Print the records again, character for character.

• • • • •

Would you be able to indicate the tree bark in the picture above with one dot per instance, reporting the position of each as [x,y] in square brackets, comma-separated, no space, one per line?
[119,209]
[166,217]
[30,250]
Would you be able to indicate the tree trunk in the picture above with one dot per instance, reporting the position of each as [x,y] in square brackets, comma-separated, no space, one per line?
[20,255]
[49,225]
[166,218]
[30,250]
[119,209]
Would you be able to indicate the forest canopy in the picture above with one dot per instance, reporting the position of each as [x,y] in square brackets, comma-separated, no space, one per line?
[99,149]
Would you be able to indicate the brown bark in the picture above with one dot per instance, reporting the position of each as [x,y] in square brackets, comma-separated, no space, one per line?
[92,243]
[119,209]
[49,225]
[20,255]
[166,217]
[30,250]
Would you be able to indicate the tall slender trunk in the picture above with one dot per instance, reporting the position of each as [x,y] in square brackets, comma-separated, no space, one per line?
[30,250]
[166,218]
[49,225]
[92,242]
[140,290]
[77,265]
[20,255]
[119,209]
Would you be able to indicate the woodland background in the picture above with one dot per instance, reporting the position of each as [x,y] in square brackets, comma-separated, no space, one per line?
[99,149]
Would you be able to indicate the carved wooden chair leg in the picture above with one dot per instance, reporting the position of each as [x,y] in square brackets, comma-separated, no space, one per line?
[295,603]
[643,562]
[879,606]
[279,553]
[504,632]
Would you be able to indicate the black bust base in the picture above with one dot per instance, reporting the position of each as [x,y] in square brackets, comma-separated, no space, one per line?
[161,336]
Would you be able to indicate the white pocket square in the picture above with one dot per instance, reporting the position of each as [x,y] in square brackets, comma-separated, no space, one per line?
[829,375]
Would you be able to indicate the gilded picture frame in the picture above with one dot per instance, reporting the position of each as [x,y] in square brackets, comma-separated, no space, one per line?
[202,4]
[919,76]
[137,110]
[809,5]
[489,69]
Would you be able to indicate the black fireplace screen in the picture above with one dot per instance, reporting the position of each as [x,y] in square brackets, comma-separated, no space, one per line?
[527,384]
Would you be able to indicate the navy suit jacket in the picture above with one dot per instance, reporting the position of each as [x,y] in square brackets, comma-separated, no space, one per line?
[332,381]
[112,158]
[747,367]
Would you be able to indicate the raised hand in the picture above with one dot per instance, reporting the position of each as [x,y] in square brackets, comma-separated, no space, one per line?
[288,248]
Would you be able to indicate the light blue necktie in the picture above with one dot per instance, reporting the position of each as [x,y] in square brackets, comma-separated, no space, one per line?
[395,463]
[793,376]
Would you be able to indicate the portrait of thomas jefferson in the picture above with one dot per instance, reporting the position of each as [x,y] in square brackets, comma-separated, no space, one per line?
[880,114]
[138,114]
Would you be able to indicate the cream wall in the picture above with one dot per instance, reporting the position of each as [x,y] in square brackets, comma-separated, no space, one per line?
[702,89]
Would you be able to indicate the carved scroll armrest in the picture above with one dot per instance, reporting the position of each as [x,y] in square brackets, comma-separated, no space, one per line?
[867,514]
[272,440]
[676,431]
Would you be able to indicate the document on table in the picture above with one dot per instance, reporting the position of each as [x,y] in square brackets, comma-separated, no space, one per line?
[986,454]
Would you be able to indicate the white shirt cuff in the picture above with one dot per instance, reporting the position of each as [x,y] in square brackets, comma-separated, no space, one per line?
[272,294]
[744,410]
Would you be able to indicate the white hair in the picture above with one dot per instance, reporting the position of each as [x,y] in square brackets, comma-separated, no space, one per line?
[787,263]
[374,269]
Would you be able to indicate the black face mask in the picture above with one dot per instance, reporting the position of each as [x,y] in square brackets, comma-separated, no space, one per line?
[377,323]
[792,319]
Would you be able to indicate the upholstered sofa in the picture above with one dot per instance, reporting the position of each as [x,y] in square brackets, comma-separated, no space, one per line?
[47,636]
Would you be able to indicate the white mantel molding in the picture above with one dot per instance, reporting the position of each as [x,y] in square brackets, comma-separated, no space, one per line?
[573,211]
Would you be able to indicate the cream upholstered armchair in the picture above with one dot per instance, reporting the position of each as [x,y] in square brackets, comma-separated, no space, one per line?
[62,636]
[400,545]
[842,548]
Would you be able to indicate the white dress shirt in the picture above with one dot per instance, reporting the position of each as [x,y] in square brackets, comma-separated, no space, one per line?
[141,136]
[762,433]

• • • • •

**RESPONSE BELOW**
Would you be able to indicate the tree bark in the picture above with one dot per instance, reporting the position of each as [x,y] in square brackets, comma-separated, no space, one per line?
[119,209]
[166,217]
[30,250]
Would you be able to indicate the tree trunk in the picture above with one dot per instance, reporting the position of each as [x,y] in square brackets, comma-separated, no space, one per line?
[20,255]
[49,225]
[166,218]
[30,250]
[119,209]
Would you be able to indicate the forest canopy in the picture above with one dot per instance, reporting the position of each as [x,y] in square brackets, comma-separated, no space, one per line?
[99,149]
Would you be able to indicate the brown bark in the picture above with one dot per instance, reporting the position of each as [x,y] in square brackets, comma-separated, no space, one per line?
[92,243]
[119,209]
[49,225]
[20,255]
[166,217]
[30,250]
Would you be able to indicate the tall slender trunk in the picture above with one dot per instance, reporting the position of each as [x,y] in square brackets, comma-separated, no space, one per line?
[30,250]
[166,218]
[49,225]
[92,242]
[140,290]
[77,265]
[20,255]
[119,209]
Would you be able to indicate the woodland background in the picture above with one dot per instance, reporting the position of each as [x,y] in square brackets, comma-separated, no space, one per line?
[99,149]
Would you be able to indicate the carved wooden chair leg in the picture above with one dot per instance, reporting the position of each as [x,y] in square brackets, comma-separated, no space, one per line?
[295,603]
[643,562]
[879,606]
[279,553]
[504,632]
Would you be able to indicate the black bust base in the picture above with one dot per instance, reporting the position of each as [x,y] in square brackets, comma-separated, no space, one per line?
[161,336]
Would you be able to indicate the white pocket square in the picture above with one dot per instance, reporting the position of each as [x,y] in square brackets, comma-separated, no space, one per line?
[829,375]
Would you be able to indicate the gilded picture frame in the picture above with one dot per instance, reporting the position of each as [x,y] in square brackets, comma-separated, no space, one per line?
[202,4]
[919,76]
[137,110]
[809,5]
[489,69]
Would you be able to indicate the black fireplace screen in the picture above with one dot per instance, reporting the position of each as [x,y] in square brackets, comma-separated, no space, one per line?
[527,384]
Would you be able to indicate the navy suit jacket in the picture above with one dot per instance, reporting the position of each as [x,y] in square brackets, comma-separated, no space, one per line?
[332,381]
[112,158]
[747,367]
Would you be able to indicate the raised hand in the picture above with one dot per instance, reporting the position of each as [x,y] in square brackets, comma-separated, no space, one per line?
[288,248]
Would you be able to indicate the light blue necktie in the picture above with one dot per instance, reporting the position of each as [x,y] in square brackets, comma-separated, no space, one per line?
[395,463]
[793,376]
Would you be able to indicate the portrait of thomas jefferson in the picture above with one dot per instance, reporting the position of each as [x,y] in square brackets, comma-separated, no space, one per line?
[880,114]
[138,114]
Would you be able to indicate the cream wall in the picture above with one dot per instance, reporting the position of each as [x,y] in square brackets, comma-separated, no space, one per line?
[702,89]
Would you be able to indicate the carved scroll armrest in the picture above with one dot per instance, reporting the position of each as [x,y] in square brackets, comma-separated, no space, one per line?
[867,514]
[272,440]
[676,431]
Would you be able to indicate the document on table in the picture above with one dot per instance, reporting the position of each as [x,y] in square brackets, comma-separated, no space, one per line?
[986,454]
Would you be able to indicate the white shirt cuff in the picture above with one dot per instance, reporting the position of each as [x,y] in square brackets, comma-separated, no space, one per line?
[272,294]
[744,410]
Would you be able to indicate the white hair in the picture above with one dot per instance, reporting the position of each as [x,y] in square brackets, comma-separated, no space, one per line?
[787,263]
[374,269]
Would you be able to indicate the black face mask in the picture above with one dot per instance, reporting the position of each as [x,y] in square brackets, comma-separated, no space, one per line?
[377,323]
[792,319]
Would you be able to indicate the upholstered sofa in the picture above with one dot per instance, reporting the position of each as [x,y] in square brackets, comma-separated, no space, one per line?
[47,636]
Would you be able to indicate the white mantel molding in the picture above with one dot per instance, reporting the position of each as [x,y] in square brackets, comma-separated, no space, one per line?
[573,211]
Would you be able to indicate the cream upholstered armchair in the picture above with one dot per instance, reporting the position of each as [x,y] in square brackets, comma-separated, no space, one per line?
[62,636]
[400,545]
[842,548]
Would you be able to indicate the white dress shirt in the picture above with one dot per instance, reporting the position of each as [x,y] in square brackets, comma-separated, no space, one per line?
[141,136]
[762,433]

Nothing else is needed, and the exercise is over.